▶ **Listed records**:
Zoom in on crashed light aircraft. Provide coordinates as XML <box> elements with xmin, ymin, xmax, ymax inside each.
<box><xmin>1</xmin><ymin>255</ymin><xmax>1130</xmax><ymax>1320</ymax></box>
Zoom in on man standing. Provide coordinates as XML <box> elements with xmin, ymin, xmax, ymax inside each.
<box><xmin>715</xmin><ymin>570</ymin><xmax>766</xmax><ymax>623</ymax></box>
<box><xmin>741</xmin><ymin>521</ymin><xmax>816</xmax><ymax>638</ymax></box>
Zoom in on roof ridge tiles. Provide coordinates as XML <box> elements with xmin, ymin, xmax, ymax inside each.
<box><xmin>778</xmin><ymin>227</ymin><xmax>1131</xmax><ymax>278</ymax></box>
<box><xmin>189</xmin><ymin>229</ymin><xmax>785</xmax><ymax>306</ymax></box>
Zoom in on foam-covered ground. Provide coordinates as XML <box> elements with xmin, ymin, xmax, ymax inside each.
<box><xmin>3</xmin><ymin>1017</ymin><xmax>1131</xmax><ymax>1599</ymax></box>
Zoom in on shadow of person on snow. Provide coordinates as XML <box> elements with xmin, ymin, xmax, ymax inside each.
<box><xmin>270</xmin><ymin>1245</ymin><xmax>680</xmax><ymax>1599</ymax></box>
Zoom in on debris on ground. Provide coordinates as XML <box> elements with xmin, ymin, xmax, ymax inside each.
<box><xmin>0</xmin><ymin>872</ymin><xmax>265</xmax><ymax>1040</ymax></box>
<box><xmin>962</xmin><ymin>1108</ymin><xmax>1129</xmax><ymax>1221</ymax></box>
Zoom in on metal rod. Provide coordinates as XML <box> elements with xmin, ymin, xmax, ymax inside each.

▶ **Aim of the task**: Without altering a single word, reproduce the entries above.

▶ **Response to this exercise**:
Zoom in on crashed light aircraft. Provide coordinates as XML <box> elements with xmin, ymin, xmax, ymax inside each.
<box><xmin>1</xmin><ymin>255</ymin><xmax>1130</xmax><ymax>1320</ymax></box>
Zoom in on man standing. Provide coordinates as XML <box> elements with xmin, ymin, xmax, ymax inside each.
<box><xmin>715</xmin><ymin>570</ymin><xmax>766</xmax><ymax>623</ymax></box>
<box><xmin>741</xmin><ymin>521</ymin><xmax>816</xmax><ymax>638</ymax></box>
Zoom in on roof ridge tiles. Provide coordinates as XML <box> elements with xmin, ymin, xmax, ymax inside each.
<box><xmin>778</xmin><ymin>227</ymin><xmax>1131</xmax><ymax>278</ymax></box>
<box><xmin>189</xmin><ymin>229</ymin><xmax>785</xmax><ymax>306</ymax></box>
Zoom in on foam-covered ground. Provide coordinates as XML <box> elements with xmin, ymin, xmax, ymax inside each.
<box><xmin>3</xmin><ymin>1017</ymin><xmax>1131</xmax><ymax>1599</ymax></box>
Zoom in on shadow of person on snow. Provide coordinates as XML <box> elements with xmin, ymin, xmax, ymax inside each.
<box><xmin>270</xmin><ymin>1245</ymin><xmax>680</xmax><ymax>1599</ymax></box>
Zoom in on debris on ground. Provide coordinates as XML <box> elements with xmin, ymin, xmax, ymax inside each.
<box><xmin>0</xmin><ymin>872</ymin><xmax>265</xmax><ymax>1040</ymax></box>
<box><xmin>962</xmin><ymin>1108</ymin><xmax>1129</xmax><ymax>1221</ymax></box>
Zoom in on metal rod. Provide coordinates as XML <box> elements with xmin, ymin, xmax, ymax inside each.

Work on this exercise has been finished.